**Extracted text**.
-- BEGIN --

Anyway, about a year after graduating I worked my first salary job. During this time, I randomly happened upon Dave on YouTube and started listening to The Dave Ramsey Show whenever I could. I’d listen to his calls, debt-free screams, and his millionaire theme hour segments in my free time all the time.

On November 6th, 2017, I purchased The Total Money Makeover book from Amazon.

The Total Money Makeover Book

It was an easy read. After having listened to Dave’s voice on his show the text moved fast as I channeled his tone and diction. You can definitely he wrote it himself.

In his book he provides an amalgam of relatable anecdotes and actionable steps that light the path to being debt-free and building wealth. I found these steps easy to understand and totally doable if the right behavior is applied.

Staying Motivated on Becoming Debt-free.

Reading success stories from people with different backgrounds helped me stay the course. As well, I should mention that having a book to read that takes longer than watching a 10 minute YouTube video helped ‘keep me company’ if you will.

-- END --

**Work to do**.
1 – Reproduce a portion of the passage about reading The Total Money Makeover, beginning at the words "In his book" and stopping after the words "if you will.".
2 – Answer each question using the passage about reading The Total Money Makeover.
(a) On what date was the book purchased, and from which retailer?
(b) Which parts of The Dave Ramsey Show did the writer listen to in spare time?
(c) What does the writer say helped them stay the course?
3 – Pick up the passage about reading The Total Money Makeover where it stops, and carry it forward from its last sentence.

**Supplied information**.
-- BEGIN --

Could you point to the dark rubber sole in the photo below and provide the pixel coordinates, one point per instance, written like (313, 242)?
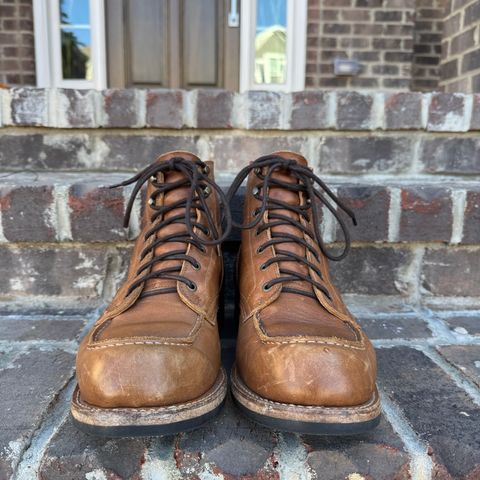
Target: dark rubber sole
(149, 421)
(312, 420)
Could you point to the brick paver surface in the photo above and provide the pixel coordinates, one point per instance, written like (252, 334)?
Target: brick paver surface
(429, 370)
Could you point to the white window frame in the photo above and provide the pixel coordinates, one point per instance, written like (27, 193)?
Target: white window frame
(48, 51)
(296, 47)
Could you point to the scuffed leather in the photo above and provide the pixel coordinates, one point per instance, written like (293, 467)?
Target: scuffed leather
(163, 349)
(290, 348)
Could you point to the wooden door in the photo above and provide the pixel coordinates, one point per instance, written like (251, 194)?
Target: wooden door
(171, 44)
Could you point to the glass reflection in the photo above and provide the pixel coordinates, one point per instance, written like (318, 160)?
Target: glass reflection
(271, 42)
(76, 39)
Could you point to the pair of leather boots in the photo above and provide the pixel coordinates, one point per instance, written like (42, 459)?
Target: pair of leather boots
(151, 363)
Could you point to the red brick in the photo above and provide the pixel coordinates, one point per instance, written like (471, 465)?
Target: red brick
(309, 110)
(403, 110)
(121, 108)
(426, 214)
(354, 111)
(370, 205)
(27, 213)
(451, 272)
(165, 108)
(96, 212)
(214, 108)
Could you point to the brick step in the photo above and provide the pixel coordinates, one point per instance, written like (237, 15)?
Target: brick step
(344, 153)
(52, 207)
(62, 236)
(254, 110)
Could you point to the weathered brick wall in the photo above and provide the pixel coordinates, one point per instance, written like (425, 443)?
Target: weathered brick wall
(461, 47)
(378, 33)
(428, 44)
(408, 163)
(17, 55)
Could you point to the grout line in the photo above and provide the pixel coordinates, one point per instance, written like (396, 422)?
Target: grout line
(462, 382)
(112, 272)
(332, 110)
(3, 239)
(69, 346)
(459, 201)
(420, 462)
(32, 456)
(60, 216)
(438, 328)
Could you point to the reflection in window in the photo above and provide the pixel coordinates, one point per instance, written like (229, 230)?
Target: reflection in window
(271, 42)
(76, 39)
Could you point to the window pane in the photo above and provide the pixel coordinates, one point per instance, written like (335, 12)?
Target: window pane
(271, 42)
(76, 54)
(74, 12)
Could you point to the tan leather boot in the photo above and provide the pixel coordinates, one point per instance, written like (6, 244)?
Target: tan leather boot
(151, 363)
(302, 362)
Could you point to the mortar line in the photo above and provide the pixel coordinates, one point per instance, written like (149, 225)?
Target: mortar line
(69, 346)
(459, 201)
(112, 270)
(460, 380)
(56, 414)
(3, 239)
(420, 462)
(61, 213)
(394, 210)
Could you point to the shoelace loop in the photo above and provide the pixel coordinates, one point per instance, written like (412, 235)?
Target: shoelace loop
(307, 181)
(195, 177)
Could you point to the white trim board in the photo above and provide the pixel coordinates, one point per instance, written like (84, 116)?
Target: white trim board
(48, 60)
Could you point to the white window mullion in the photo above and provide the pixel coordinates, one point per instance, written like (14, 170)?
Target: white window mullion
(296, 27)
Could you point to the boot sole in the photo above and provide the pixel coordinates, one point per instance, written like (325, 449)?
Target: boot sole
(313, 420)
(149, 421)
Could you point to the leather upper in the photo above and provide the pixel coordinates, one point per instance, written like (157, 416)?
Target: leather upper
(293, 348)
(161, 349)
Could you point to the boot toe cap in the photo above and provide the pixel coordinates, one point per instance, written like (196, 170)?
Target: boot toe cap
(306, 374)
(132, 375)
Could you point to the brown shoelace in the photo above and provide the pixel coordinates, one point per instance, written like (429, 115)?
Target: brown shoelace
(307, 181)
(200, 186)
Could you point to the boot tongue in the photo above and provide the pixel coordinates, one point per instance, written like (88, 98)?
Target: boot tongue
(171, 197)
(292, 198)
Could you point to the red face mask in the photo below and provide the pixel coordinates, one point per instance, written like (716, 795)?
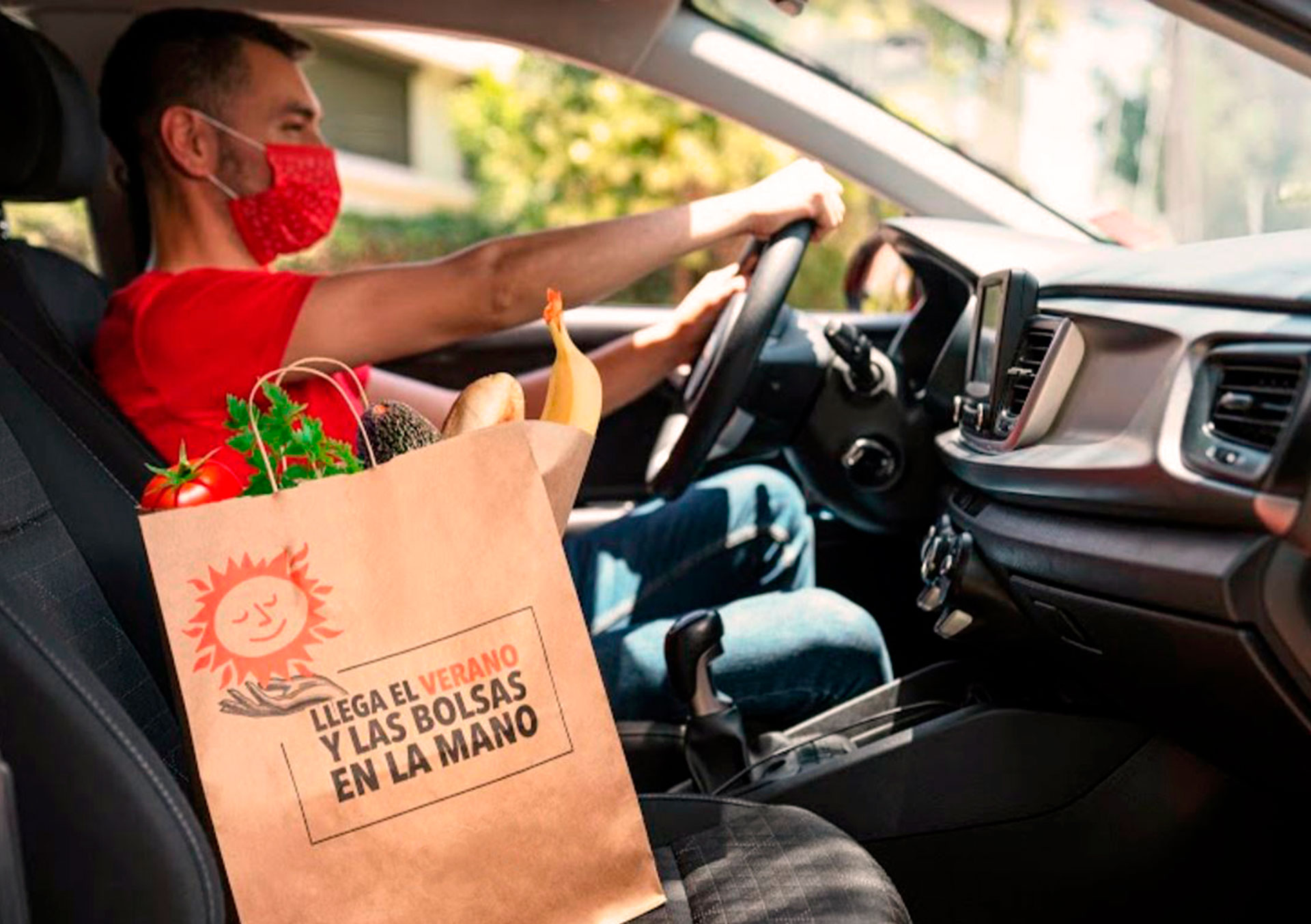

-- END --

**The answers**.
1 –
In his book he provides an amalgam of relatable anecdotes and actionable steps that light the path to being debt-free and building wealth. I found these steps easy to understand and totally doable if the right behavior is applied.

Staying Motivated on Becoming Debt-free.

Reading success stories from people with different backgrounds helped me stay the course. As well, I should mention that having a book to read that takes longer than watching a 10 minute YouTube video helped ‘keep me company’ if you will.

2 –
(a) November 6th, 2017, from Amazon.
(b) The calls, the debt-free screams and the millionaire theme hour segments.
(c) Reading success stories from people with different backgrounds.

3 –
Here’s why:

Dave talks about this thing called being ‘gazelle intense’ which means getting out of debt as fast as a gazelle can run. This meant cutting out all spending habits aside from necessities like rent, utilities, food, and gas. Money not spent meant money you can put toward paying off debt faster.

Eventually, I paid off my credit cards using the debt snowball method Dave recommends. 

Just a few months after having read his book I was able to claim a debt-free status. I was even able to gift my mom $5,000, the same amount of money she gifted me for college. Even though she didn’t ask for it back, I felt like gifting it back was the right thing to do. That and I knew she needed money for a new roof.

Without a doubt, being truly debt-free lit a fire in me that fueled my ambitious side. I felt like I could do anything I put my mind to, so long as I had a plan to stick to.

Introducing Dave Ramsey’s 7 Baby Steps Financial Fitness Program.

The following is what I believe to be the most important part of what the book had to offer: a proven plan.

The Baby Steps program is Dave Ramsey’s 7-step plan to getting out of debt and building wealth. Millions of people have used this plan to get and stay out of debt. So, no matter what stage of debt you’re in, I’m confident this plan can work for you.

The 7 Baby Steps

  1. Save $1,000 for your starter emergency fund.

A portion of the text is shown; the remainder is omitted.